··· SOURCE RECORDS

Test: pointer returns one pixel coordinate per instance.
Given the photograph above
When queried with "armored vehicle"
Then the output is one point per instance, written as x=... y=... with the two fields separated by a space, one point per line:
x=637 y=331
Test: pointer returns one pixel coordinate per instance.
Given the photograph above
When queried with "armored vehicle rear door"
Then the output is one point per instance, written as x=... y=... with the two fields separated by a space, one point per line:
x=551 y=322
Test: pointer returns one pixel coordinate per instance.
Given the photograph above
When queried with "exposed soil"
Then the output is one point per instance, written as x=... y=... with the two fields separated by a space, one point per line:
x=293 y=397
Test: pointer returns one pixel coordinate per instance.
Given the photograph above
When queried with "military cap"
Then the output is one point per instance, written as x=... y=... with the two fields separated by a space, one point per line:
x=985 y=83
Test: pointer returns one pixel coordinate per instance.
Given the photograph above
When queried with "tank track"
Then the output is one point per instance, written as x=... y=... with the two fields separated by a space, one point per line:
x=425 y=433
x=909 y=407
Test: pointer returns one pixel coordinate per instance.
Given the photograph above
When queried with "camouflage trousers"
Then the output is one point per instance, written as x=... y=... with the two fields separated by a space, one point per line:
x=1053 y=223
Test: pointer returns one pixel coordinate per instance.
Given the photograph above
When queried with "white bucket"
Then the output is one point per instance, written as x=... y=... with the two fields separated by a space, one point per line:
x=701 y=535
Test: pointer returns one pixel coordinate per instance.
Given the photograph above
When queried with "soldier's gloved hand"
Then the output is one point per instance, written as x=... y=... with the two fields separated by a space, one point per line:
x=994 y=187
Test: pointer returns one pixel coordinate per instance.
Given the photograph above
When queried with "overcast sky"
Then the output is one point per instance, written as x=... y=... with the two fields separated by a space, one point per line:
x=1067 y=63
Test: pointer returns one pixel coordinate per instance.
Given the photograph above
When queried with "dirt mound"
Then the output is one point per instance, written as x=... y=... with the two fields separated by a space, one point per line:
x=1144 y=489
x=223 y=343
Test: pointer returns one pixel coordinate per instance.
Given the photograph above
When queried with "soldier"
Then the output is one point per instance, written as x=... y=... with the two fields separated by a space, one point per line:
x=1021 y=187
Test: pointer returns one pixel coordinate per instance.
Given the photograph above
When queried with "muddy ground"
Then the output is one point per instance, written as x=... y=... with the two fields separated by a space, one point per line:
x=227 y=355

······

# EXERCISE REQUIREMENTS:
The output should match the records above exactly, line for line.

# RESULT OF THIS EXERCISE:
Test: pointer returns one pixel coordinate per instance.
Given the photograph above
When queried with "armored vehicle"
Then the output is one point per instance, written as x=... y=... with the two fields separated by a space, one point per line:
x=637 y=331
Test: pointer returns one pixel coordinate per instance.
Given the photograph above
When queried with "armored vehicle rear door"
Then the output is one point per instance, written as x=... y=... with the two fields separated by a space, one point per line:
x=551 y=322
Test: pointer returns one pixel coordinate per instance.
Given the photograph above
When queried with "exposed soil"
Then the output is one point per instance, written as x=... y=... with the two fields separated by a space, one point per line:
x=293 y=397
Test: pointer returns one pixel coordinate per instance.
Given the photograph above
When queried with "military cap"
Then the output is one point per instance, written as x=... y=... with the two fields separated by a space, one point per line:
x=985 y=83
Test: pointer returns one pixel coordinate per instance.
Given the photograph above
When queried with "tank track"
Then the output is one point per instance, written as x=... y=... with the two fields separated by a space, one point per line:
x=425 y=433
x=909 y=407
Test: pointer returns one pixel coordinate per instance.
Given the photograph above
When queried with "camouflage trousers"
Then the output is one point per instance, written as x=... y=... with the two fields separated by a space, one point per line:
x=1053 y=223
Test: pointer returns one pixel coordinate per instance.
Given the photograph above
When queried with "white bucket"
Then the output is one point per instance, written as x=... y=... with the two fields separated by a space, one point per line:
x=701 y=535
Test: pointer returns one pixel coordinate per instance.
Given the photograph above
When queried with "soldier's gloved hand"
Then the output is one point per instance, written as x=... y=... with the two fields separated by a space, one point per line:
x=994 y=187
Test: pointer returns one pixel coordinate per instance.
Given the photograph above
When queried with "overcast sky"
Then the output is one point per instance, written as x=... y=... with the two fields separated by a space, one point per line:
x=1067 y=63
Test: pointer returns one pixel coordinate per instance.
Given the photograph above
When queried with "dirt mound"
Then the output is one point per instance, written as x=... y=... with the two fields separated by a space, one point per line:
x=1144 y=489
x=223 y=343
Test: pointer returns one pixel coordinate per instance.
Given the photograph above
When queried with "soldier"
Then the output is one point per instance, written as x=... y=... with the two fields separated by a space, one point per line:
x=1021 y=187
Test: pointer returns one pixel coordinate per instance.
Given the photograph above
When queried with "muddy ground"
Then the output is one point per instance, written as x=... y=... with the two fields separated by a space, one point per line:
x=227 y=355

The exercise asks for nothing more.